» **WRITTEN PROBLEM**
Starting with the first line of the records and going on through the line with "241, 877, 424, 1054", write the lines out again, changing "wooden crate" to "storage box" and leaving everything else as it is.
__________
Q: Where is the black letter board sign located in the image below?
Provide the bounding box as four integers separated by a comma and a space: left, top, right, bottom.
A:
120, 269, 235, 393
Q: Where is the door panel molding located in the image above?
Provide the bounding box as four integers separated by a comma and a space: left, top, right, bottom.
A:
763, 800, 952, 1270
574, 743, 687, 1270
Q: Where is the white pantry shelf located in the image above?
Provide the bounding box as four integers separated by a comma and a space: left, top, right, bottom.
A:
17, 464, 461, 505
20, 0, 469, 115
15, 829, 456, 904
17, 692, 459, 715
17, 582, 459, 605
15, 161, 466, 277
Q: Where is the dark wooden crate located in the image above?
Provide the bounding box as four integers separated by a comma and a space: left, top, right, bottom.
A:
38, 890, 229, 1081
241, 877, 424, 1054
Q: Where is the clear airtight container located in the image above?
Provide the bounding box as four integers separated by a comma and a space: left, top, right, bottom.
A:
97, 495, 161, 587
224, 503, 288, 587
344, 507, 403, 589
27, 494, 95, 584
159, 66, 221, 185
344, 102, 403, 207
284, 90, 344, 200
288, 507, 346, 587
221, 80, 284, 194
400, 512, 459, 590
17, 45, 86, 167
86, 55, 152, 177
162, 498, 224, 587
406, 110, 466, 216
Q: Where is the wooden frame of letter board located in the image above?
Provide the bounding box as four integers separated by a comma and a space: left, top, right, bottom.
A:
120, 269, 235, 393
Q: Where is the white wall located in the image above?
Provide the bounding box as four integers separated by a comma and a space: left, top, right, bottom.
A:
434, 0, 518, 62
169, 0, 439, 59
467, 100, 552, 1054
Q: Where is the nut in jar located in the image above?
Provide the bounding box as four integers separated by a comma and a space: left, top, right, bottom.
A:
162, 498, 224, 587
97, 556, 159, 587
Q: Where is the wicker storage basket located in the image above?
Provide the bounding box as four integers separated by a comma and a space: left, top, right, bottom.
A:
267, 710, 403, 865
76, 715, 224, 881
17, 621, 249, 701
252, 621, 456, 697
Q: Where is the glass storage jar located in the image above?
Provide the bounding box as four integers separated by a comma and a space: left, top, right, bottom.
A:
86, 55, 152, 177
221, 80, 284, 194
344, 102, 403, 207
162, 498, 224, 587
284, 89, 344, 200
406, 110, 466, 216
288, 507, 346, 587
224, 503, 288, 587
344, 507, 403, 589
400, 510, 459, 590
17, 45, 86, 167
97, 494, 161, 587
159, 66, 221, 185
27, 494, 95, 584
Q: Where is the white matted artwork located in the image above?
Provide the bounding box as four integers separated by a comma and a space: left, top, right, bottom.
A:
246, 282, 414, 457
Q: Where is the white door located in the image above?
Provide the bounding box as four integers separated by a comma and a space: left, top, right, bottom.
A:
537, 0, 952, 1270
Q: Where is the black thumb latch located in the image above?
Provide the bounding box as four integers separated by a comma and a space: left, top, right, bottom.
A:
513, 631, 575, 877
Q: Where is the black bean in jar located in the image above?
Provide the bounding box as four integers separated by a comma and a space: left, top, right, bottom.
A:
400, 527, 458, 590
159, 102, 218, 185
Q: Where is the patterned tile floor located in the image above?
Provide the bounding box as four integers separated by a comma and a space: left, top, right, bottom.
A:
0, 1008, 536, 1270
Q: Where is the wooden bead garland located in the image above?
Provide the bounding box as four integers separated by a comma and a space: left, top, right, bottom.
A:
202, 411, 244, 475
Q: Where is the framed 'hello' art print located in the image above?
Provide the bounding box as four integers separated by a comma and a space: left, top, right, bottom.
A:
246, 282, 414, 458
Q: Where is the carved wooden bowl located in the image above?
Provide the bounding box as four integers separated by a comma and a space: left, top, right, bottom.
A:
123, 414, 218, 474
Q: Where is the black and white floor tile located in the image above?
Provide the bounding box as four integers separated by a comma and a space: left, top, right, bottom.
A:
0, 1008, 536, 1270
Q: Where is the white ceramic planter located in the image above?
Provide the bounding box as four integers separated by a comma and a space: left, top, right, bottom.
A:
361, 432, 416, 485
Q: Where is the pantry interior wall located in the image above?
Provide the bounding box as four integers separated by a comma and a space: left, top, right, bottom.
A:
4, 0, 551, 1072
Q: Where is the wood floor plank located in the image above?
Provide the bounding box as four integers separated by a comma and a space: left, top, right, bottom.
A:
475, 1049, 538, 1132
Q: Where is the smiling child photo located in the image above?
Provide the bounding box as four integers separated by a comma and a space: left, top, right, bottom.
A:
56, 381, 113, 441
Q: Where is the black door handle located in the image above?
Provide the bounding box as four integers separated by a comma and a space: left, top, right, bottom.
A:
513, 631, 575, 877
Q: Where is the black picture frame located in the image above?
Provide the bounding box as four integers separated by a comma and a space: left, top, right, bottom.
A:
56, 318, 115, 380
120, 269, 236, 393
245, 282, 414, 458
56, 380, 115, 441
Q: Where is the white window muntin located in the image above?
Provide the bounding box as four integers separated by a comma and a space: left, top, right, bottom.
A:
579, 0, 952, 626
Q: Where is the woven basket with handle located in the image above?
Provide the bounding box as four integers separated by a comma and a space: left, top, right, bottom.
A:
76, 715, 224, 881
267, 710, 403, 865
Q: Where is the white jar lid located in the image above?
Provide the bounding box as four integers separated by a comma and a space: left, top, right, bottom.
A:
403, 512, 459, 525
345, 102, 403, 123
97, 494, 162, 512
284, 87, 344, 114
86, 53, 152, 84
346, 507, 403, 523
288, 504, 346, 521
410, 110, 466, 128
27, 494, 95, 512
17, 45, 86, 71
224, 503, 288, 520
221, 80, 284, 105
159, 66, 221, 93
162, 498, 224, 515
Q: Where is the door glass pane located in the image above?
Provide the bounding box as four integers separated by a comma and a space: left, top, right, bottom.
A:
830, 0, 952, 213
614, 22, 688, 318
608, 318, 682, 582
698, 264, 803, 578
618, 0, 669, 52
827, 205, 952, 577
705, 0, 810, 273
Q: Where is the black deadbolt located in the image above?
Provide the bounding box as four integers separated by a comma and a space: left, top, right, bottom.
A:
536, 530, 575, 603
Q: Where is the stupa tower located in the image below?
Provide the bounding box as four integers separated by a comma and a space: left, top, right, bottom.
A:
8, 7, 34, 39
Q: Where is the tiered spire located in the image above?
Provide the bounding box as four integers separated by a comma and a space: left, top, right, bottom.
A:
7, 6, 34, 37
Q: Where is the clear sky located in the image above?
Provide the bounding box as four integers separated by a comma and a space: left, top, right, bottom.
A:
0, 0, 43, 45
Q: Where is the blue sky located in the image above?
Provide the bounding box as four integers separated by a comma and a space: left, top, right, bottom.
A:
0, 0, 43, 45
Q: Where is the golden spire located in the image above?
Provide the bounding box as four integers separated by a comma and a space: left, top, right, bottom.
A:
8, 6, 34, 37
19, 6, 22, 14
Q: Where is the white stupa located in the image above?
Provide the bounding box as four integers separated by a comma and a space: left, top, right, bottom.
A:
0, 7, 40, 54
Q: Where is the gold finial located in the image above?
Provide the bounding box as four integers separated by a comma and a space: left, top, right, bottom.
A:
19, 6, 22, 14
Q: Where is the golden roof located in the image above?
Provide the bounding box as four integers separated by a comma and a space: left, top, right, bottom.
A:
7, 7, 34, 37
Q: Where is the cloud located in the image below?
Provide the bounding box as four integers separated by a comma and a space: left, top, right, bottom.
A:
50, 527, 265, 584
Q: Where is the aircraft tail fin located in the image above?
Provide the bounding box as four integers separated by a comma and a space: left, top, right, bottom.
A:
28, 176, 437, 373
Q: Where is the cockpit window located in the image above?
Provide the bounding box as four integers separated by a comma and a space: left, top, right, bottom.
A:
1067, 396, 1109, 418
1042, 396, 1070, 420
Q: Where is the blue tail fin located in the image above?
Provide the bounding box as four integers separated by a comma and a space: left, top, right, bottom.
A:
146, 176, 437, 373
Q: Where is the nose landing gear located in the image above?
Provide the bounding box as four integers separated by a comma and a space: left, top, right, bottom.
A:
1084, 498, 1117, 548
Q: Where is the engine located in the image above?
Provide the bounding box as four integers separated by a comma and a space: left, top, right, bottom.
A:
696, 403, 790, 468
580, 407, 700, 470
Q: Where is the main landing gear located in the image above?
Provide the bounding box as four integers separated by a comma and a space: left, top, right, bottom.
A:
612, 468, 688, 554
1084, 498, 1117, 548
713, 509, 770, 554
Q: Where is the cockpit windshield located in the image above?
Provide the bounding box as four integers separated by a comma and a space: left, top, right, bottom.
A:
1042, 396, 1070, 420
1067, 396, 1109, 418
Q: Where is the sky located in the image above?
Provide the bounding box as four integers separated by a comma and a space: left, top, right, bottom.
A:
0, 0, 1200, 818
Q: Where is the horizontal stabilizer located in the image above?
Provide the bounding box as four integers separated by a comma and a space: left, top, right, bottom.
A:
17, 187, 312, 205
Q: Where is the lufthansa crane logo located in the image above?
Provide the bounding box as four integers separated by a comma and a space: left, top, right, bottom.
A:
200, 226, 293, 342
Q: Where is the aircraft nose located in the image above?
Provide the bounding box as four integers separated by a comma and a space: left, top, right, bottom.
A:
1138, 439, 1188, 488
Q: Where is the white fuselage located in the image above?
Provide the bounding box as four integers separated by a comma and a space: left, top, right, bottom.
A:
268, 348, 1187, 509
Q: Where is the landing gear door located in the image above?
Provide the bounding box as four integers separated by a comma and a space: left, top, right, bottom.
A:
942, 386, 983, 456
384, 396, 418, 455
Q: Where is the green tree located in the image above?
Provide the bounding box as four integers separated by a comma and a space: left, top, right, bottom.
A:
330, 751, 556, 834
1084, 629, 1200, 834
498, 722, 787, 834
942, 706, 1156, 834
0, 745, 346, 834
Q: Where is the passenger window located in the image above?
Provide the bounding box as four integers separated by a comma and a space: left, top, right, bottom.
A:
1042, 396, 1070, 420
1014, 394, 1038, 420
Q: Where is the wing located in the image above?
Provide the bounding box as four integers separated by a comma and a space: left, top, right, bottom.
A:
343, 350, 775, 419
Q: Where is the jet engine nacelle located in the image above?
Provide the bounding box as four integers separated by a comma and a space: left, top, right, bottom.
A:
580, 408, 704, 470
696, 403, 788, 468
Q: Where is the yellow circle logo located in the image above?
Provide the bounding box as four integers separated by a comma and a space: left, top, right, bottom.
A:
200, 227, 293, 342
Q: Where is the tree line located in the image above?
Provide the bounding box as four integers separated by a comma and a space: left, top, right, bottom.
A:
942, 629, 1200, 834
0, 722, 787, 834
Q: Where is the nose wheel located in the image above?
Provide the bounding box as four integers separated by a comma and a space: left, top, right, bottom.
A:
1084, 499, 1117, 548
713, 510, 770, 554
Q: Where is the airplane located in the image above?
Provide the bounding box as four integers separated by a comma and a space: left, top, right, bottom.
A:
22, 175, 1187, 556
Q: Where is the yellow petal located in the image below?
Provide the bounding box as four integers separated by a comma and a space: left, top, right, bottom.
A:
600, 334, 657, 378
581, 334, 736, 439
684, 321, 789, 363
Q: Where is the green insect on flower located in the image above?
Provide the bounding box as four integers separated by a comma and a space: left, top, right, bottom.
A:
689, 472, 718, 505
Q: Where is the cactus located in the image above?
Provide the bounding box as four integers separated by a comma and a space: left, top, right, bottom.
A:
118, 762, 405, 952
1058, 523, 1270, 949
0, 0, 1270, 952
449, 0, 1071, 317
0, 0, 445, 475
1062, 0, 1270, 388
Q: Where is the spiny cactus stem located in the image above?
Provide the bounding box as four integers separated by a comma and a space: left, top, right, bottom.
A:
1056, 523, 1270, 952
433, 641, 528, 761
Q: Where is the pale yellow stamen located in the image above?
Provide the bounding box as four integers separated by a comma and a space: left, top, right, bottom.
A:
__________
» **ANSWER TO THE TASK**
Q: Where is the black letter board sign located in the image below?
Provide the bounding box as four integers separated by a comma and a space: left, top, right, bottom.
A:
120, 269, 235, 393
Q: Where is the door panel molding located in the image above?
Provide the bounding box as four integers separated by a comma and a space: left, top, right, bottom.
A:
763, 800, 952, 1270
574, 743, 687, 1270
Q: Where is the white pantry shelf located in the image above?
Provide the bounding box as four integers separated by a comma and a space: left, top, right, bottom.
A:
17, 464, 461, 505
20, 0, 469, 115
15, 829, 456, 904
17, 692, 459, 715
17, 582, 459, 605
15, 161, 466, 277
Q: Where is the dark storage box located in the image above?
Provide the bounding box as four integers separated by a comma and a space: left, top, right, bottom.
A:
38, 890, 229, 1081
241, 877, 424, 1054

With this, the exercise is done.